Supplied passage:
Since Ruby 1.9, Strings always have an encoding attached. So Ruby can properly handle multi-byte characters and is able to convert between different encodings. Prior versions of Ruby basically handled strings as byte arrays which made it nearly impossible to properly handle multiple encodings.
By default, Ruby 1.9 uses US_ASCII encoding everywhere while Ruby since 2.0 uses UTF-8 by default.
Generally, you only have to change anything if you are running Ruby 1.9. If your editor saves UTF-8 files and you are running Ruby >= 2.0, everything will be fine by default.
Still, in all Ruby versions since 1.9, you can change the encoding used. There are three different default encodings you can set (which all use the respective Ruby's default encoding by default, i.e.m US_ASCII
on 1.9, UTF-8
on Ruby 2.0 and newer):
- internal encoding: The default encoding all strings are converted to. This is the encoding that strings are saved internally.
- external encoding: When reading files, assume them to be in that encoding.

Dataset:
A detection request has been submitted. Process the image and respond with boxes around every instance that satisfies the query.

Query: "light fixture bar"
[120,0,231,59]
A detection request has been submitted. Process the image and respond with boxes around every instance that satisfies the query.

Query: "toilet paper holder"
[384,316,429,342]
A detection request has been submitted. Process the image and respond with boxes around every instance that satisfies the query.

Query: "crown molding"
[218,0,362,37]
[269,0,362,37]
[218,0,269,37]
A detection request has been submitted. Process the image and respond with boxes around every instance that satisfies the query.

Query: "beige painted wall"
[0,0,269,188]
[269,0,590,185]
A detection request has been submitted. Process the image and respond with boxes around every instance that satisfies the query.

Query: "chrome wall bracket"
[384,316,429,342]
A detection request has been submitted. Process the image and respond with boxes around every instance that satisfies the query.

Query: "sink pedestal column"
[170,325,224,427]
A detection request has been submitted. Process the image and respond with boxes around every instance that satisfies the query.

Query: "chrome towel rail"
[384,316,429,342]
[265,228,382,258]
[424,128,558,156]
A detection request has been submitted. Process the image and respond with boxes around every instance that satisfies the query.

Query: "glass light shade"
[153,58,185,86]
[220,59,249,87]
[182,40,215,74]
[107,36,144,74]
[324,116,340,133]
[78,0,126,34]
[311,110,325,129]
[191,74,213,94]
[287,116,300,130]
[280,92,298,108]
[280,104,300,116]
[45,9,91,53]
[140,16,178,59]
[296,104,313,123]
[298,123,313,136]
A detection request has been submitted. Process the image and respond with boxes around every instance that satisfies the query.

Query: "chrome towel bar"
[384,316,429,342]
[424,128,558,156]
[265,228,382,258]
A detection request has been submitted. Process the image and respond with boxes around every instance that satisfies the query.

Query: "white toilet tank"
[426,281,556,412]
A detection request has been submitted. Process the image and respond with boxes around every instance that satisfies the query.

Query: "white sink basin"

What you need to do:
1 – According to the passage on Ruby string encodings, what encoding do Ruby 2.0 and later versions use by default?
2 – Carry the passage on Ruby string encodings forward from its last sentence.
The entries have nothing to do with what comes next.

Per-task answers:
1 – UTF-8

2 –
- source encoding: Assume the ruby source code to be written in this encoding
The former two encodings can be set like this
Encoding.default_internal = 'UTF-8'
Encoding.default_external = 'UTF-8'
They are then used during all operations in the current Ruby processes lifetime.
The source encoding can be set using a "magic comment" on the first line of your ruby file (or below the shebang) like so
# encoding: UTF-8
or by starting your script using ruby -KU
which also sets the default encoding to UTF-8. You can also set this in your shebang. In your specific case, you have to at least set the source encoding using one of the provided mechanisms.
See http://graysoftinc.com/character-encodings and especially http://graysoftinc.com/character-encodings/ruby-19s-three-default-encodings for some more information and background on String encodings in Ruby 1.9.